PAGE EXTRACT —
● ● ●

When it comes to protecting your business against cloud misconfigurations that could lead to hacks and data breaches, there are several steps to take.

1. Train and educate employees regularly

All workers are busy people, with just a few seconds to recognize that something may be amiss when it comes to cloud security or to judge if an email looks suspicious. Onboarding sessions that highlight the risks are key to set a baseline of knowledge.

All staff should get regular alerts to the risks, training emails that highlight the latest threats and best practices to help protect the business. From time to time, the business should send out benign “scam” emails to test which workers are paying attention and which need some further education.

2. Encrypt and protect data

Data access should only be granted to relevant personnel, and strongly encrypted both in storage and when transferred across the cloud with end-to-end encryption. Files stored on end users’ devices should be password protected.

Any related pieces of data in a set that would make a breach worse (like the credit card numbers and CVV/CVC codes in the SITA hack mentioned above) must be stored in separate files or locations to limit the potential for damage.

Tokenization is an increasingly popular method of protecting sensitive data. It works by replacing the actual information with a cryptographic hash, ensuring that no useful information can be gleaned should a file be stolen without access to the token vault. Tokenization is common in the banking and other regulated industries and is becoming more widely used as breaches become more frequent.

● ● ●

GIVEN ENTRIES —
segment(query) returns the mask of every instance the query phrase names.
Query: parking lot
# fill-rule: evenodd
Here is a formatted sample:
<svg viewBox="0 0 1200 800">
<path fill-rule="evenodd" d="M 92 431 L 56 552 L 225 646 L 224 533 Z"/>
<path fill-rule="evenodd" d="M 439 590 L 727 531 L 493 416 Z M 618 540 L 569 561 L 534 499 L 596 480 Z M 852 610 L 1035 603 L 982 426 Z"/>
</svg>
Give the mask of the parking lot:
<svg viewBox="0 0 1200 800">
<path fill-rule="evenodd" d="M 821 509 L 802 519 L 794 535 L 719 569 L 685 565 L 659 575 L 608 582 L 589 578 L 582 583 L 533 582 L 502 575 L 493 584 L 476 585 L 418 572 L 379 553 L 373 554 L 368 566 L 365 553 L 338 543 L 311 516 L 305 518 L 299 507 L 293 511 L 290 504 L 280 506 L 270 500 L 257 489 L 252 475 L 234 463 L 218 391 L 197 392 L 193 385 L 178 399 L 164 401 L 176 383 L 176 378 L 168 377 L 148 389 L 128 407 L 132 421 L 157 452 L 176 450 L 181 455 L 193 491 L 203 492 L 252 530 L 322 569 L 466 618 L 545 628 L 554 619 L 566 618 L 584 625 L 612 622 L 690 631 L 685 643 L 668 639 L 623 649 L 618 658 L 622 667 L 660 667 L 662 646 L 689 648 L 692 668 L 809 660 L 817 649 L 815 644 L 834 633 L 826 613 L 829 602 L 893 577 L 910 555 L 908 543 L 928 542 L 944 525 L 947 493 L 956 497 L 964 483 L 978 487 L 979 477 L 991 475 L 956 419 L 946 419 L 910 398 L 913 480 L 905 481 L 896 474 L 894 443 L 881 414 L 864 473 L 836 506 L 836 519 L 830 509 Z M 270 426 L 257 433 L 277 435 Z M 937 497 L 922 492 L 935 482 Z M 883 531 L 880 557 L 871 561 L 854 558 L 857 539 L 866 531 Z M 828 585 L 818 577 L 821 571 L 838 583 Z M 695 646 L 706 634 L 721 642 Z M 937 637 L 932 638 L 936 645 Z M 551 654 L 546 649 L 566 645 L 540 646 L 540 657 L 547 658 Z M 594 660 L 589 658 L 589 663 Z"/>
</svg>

● ● ●

THE TASKS —
a - In the cloud security extract, what does tokenization put in place of the actual information?
b - Using the cloud security extract, explain why related pieces of data in a set, such as credit card numbers and CVV/CVC codes, should be kept in separate files or locations.
c - Write the passage that follows the final sentence of the cloud security extract.

RESPONSES TO THE EXERCISE —
a - A cryptographic hash.

b - Storing those related pieces together would make a breach worse. Keeping them in separate files or locations limits the potential for damage if one is stolen.

c -
3. Build strong cloud governance policies

Any high-growth or expanding business is under pressure to adopt cloud services to enable that growth. Doing so in an unstructured manner will increase the likelihood of a breach or hack. Starting the business with a leadership-led cloud governance policy is one way to reduce the risk.

A cloud governance policy should explicitly state what cloud services the business can use, what security features must be enabled and operating rules for all users. The policy must enable regular feedback and reporting, so it isn’t left on a shelf to collect dust, with key roles responsible for updates and building the accompanying breach or disaster recovery plan.

4. Use a CASB rather than leave users to their own devices

When unsupervised some workers can get up to all kinds of clever or chaotic ways of using services, apps and files. A cloud access security broker (CASB) is a tool to monitor and audit the activity of users, reporting out-of-normal behavior to the IT department for investigation.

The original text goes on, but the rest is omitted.